= Goon baiting =

Attempts by prisoners of war to antagonize guards

Goon-baiting is an interaction between the prisoner and the guard, or an oppressor, whereby the prisoner, aiming to ensure he is not endangered, 'plays mind games, or does actions, to confuse or enrage an oppressor to the point of where he'd lose his composure.' Goon-baiting was a term used in World War II.

In WWII, in prisoner-of-war camps, goon-baiting was used amongst prisoners of all nationalities. The aim of goon-baiting was to achieve maximum impact without endangering yourself. Not all prisoners participated in goon-baiting, some thinking it bad manners and others thinking it gave any oppressor an opportunity or more of a reason to retaliate, thereby only bringing with it more suffering.

Examples of goon-baiting include one prisoner deliberately being counted more than once during Appell in order to cover for a missing comrade or sow confusion, exaggerated salutes, or French prisoners singing banned songs without moving their lips at Appell.

* Extracted records:
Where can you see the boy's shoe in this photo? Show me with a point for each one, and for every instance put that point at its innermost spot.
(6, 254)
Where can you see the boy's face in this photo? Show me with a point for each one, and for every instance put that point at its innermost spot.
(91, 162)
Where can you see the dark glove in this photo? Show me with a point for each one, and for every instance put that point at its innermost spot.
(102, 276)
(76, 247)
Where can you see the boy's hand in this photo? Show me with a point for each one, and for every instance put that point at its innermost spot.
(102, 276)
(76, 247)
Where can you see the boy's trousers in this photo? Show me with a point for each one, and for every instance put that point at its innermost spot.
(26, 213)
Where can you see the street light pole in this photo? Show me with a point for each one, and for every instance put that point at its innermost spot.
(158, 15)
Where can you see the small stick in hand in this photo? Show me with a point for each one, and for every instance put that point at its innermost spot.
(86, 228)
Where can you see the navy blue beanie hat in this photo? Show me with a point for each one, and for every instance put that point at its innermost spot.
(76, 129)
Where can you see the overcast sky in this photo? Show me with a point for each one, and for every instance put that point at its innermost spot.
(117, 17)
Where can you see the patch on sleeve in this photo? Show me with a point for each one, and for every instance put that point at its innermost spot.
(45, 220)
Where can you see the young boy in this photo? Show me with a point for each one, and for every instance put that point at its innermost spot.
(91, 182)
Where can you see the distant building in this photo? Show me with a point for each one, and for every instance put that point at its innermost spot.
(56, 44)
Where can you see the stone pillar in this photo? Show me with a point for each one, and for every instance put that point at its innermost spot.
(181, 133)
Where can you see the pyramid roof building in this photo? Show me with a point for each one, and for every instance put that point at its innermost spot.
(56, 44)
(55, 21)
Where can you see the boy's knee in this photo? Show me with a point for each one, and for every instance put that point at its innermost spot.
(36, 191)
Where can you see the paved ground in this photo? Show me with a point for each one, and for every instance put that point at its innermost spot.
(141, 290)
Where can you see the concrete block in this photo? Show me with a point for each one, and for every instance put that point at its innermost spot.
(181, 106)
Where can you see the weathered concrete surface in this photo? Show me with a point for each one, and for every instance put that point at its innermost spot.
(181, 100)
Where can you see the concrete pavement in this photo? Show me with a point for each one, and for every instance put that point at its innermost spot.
--
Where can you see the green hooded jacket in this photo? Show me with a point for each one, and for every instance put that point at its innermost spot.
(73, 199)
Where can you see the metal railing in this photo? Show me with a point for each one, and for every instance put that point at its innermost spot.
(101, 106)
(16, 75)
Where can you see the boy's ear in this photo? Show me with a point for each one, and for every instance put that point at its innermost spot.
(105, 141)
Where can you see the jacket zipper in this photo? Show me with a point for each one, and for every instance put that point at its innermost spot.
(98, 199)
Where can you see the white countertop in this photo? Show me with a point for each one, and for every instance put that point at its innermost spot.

* Objective A: In the goon-baiting text, what reason do some prisoners give for not taking part in goon-baiting, other than bad manners?
* Objective B: From the goon-baiting text, reproduce the stretch from "Goon-baiting is an" through "World War II." word for word.

* Exercise output A: They think it gives an oppressor an opportunity, or more of a reason, to retaliate, which only brings more suffering.

* Exercise output B:
Goon-baiting is an interaction between the prisoner and the guard, or an oppressor, whereby the prisoner, aiming to ensure he is not endangered, 'plays mind games, or does actions, to confuse or enrage an oppressor to the point of where he'd lose his composure.' Goon-baiting was a term used in World War II.